## Work task
Copy the lines word for word. Begin at the line that contains "Where can the distant" and end with the final line of the data.

## Excerpted records

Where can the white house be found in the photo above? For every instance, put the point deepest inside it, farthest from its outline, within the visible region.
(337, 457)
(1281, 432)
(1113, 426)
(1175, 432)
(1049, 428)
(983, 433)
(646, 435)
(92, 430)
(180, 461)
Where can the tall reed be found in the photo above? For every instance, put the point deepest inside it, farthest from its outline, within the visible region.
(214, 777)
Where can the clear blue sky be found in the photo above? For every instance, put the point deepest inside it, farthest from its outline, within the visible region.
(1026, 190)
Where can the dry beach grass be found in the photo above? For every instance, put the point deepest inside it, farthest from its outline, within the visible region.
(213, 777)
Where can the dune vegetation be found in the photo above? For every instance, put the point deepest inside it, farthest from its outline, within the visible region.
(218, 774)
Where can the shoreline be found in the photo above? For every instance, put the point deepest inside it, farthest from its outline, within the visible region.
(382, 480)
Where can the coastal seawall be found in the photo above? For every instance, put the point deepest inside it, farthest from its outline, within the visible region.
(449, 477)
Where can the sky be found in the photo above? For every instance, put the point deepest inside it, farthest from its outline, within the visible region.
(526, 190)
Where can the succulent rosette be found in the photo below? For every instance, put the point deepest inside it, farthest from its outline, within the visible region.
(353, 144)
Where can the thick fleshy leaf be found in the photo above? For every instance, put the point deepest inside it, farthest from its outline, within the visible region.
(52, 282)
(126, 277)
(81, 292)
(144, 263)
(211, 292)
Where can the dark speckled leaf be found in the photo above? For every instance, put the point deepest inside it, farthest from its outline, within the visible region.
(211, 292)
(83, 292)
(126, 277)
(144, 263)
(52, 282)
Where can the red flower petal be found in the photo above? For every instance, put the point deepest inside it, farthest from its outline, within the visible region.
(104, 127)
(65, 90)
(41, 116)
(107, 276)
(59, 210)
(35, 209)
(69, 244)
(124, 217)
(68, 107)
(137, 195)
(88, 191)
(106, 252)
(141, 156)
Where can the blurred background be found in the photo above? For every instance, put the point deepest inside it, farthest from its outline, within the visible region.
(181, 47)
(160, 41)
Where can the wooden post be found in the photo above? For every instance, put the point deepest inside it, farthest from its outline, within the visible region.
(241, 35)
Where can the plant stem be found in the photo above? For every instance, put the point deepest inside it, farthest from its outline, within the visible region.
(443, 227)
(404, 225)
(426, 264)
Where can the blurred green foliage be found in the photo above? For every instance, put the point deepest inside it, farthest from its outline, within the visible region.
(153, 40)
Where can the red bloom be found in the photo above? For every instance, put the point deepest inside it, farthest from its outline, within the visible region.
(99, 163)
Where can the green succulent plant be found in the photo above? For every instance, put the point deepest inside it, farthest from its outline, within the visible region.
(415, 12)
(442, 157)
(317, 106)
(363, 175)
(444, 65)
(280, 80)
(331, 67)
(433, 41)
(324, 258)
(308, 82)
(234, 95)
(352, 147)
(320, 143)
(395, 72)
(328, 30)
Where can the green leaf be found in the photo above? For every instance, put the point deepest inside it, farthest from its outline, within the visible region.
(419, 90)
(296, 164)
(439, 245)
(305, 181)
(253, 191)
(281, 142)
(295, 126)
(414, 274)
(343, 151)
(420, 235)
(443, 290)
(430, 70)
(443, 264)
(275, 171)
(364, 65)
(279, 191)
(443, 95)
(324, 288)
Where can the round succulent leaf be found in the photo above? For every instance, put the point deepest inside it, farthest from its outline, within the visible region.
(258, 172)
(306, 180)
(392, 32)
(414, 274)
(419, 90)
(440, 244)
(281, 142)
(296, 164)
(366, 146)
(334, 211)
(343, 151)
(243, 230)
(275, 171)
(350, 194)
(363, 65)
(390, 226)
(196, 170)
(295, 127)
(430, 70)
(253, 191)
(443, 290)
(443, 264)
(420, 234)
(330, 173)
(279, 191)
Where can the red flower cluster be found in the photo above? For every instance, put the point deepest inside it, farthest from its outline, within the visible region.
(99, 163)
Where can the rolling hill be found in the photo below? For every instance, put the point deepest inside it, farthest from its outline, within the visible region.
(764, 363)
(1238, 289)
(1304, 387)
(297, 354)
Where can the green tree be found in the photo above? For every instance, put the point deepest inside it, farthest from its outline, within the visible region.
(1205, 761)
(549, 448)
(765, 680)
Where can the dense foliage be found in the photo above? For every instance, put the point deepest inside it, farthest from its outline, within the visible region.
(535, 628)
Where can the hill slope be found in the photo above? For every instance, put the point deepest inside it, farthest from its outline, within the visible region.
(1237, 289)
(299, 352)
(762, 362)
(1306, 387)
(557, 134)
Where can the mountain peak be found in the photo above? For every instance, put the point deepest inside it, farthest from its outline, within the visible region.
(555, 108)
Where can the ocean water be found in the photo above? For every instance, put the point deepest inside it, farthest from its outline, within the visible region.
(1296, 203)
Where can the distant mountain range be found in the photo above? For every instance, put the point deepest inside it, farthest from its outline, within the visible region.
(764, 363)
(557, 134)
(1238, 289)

## Result of this task
Where can the distant mountain range be found in the photo above? For every instance, put the point deepest inside it, farthest from its outline, within the visible region.
(764, 363)
(557, 134)
(1238, 289)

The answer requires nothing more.